▸ Directions: Please report every line in the records below that contains the word "blue", copying each such line in full. Case counts.

▸ Records provided:
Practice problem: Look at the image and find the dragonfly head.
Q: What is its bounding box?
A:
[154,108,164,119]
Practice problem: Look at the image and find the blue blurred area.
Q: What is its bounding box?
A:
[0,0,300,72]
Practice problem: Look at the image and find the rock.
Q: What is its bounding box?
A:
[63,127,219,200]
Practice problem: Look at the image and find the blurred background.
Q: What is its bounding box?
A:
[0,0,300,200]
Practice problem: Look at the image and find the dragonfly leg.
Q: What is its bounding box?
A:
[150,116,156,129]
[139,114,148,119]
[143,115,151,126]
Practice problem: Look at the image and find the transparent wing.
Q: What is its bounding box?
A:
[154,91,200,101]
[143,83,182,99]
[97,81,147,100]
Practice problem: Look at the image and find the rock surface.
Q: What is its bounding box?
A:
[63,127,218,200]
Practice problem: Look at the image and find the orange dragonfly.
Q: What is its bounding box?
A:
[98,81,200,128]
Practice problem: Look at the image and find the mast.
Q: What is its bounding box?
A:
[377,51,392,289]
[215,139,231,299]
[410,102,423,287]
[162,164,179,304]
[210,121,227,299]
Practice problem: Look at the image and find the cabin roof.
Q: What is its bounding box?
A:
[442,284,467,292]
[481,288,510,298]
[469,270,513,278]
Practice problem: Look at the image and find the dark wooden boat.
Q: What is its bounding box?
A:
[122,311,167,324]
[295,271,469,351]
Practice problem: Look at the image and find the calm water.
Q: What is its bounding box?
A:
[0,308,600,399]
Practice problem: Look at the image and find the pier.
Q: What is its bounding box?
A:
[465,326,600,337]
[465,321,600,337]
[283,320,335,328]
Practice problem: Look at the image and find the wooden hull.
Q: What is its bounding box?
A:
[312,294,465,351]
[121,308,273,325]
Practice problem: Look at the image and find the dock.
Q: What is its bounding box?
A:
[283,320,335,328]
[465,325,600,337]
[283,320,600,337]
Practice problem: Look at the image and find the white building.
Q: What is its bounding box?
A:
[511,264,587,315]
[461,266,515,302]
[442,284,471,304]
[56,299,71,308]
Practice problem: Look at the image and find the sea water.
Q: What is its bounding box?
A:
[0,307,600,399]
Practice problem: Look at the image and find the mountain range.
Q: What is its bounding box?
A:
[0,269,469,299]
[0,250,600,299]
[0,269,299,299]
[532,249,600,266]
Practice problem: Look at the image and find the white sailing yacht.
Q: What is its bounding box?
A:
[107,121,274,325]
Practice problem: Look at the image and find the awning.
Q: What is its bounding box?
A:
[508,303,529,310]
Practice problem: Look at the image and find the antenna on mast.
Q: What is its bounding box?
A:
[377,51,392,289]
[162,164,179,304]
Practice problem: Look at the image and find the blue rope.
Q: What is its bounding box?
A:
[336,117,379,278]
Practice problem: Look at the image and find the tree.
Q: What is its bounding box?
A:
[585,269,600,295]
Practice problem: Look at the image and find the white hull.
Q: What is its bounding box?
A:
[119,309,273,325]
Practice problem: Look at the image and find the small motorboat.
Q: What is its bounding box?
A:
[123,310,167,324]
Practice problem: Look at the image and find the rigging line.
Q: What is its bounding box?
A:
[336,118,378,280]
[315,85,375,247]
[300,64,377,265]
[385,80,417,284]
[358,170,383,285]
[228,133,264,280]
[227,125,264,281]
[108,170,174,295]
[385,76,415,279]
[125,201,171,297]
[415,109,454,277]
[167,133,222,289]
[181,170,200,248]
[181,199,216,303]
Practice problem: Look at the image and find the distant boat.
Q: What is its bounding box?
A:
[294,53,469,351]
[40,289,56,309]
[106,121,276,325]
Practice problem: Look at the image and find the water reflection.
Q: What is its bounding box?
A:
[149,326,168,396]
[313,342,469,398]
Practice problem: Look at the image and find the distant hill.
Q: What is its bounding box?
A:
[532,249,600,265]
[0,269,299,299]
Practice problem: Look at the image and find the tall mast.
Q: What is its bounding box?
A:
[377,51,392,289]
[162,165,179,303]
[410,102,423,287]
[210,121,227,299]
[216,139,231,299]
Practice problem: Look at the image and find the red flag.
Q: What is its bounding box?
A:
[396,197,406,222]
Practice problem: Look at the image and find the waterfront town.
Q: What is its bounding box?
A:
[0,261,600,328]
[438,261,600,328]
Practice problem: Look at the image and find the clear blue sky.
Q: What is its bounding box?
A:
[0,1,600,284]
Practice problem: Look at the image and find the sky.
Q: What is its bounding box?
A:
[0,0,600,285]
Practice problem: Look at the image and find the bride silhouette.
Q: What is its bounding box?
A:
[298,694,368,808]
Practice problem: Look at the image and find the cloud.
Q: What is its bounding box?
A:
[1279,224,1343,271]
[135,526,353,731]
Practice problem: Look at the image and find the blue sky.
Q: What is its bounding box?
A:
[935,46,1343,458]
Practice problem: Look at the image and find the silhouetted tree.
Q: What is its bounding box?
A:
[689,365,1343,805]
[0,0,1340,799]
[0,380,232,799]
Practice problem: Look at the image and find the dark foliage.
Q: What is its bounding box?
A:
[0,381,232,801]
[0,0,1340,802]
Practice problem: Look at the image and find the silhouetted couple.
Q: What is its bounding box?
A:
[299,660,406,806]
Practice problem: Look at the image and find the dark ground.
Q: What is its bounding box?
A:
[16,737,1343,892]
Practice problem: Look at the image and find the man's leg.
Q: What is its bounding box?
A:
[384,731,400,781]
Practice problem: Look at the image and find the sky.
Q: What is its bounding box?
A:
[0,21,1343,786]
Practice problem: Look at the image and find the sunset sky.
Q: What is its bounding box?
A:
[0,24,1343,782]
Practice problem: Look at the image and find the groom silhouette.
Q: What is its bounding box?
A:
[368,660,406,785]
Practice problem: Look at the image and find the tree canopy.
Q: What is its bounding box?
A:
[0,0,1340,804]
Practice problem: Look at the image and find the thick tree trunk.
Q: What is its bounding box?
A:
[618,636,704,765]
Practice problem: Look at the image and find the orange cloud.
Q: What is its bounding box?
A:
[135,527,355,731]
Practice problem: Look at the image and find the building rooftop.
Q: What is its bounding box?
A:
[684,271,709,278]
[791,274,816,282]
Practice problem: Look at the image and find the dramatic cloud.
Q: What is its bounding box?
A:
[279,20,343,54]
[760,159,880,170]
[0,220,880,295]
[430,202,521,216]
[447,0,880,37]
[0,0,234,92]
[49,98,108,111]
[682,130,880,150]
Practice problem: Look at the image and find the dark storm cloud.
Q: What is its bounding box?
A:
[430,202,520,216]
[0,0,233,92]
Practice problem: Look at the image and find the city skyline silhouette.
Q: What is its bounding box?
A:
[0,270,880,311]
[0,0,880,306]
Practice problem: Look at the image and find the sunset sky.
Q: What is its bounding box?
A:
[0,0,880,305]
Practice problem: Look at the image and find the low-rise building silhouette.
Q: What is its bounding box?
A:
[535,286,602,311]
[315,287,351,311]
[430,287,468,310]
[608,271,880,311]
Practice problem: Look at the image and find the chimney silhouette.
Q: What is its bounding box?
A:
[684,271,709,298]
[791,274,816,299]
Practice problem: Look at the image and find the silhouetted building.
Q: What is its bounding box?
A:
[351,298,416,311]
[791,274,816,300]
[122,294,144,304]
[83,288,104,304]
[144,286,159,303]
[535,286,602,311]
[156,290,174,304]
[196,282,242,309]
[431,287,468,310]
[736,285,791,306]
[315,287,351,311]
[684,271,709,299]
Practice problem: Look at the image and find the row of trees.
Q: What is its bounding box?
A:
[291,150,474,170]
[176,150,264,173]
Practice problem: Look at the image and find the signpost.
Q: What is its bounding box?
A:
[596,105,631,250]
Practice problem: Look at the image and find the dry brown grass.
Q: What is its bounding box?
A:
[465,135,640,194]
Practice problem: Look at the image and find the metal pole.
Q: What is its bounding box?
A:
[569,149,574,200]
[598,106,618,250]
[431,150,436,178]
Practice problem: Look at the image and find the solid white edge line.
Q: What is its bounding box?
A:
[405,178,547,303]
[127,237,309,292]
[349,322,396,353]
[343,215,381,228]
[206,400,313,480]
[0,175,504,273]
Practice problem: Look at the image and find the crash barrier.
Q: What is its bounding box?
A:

▸ Answer to this exercise:
Practice problem: Look at the image and find the blue blurred area.
Practice problem: Look at the image and find the blue rope.
Practice problem: Look at the image and find the clear blue sky.
Practice problem: Look at the image and find the blue sky.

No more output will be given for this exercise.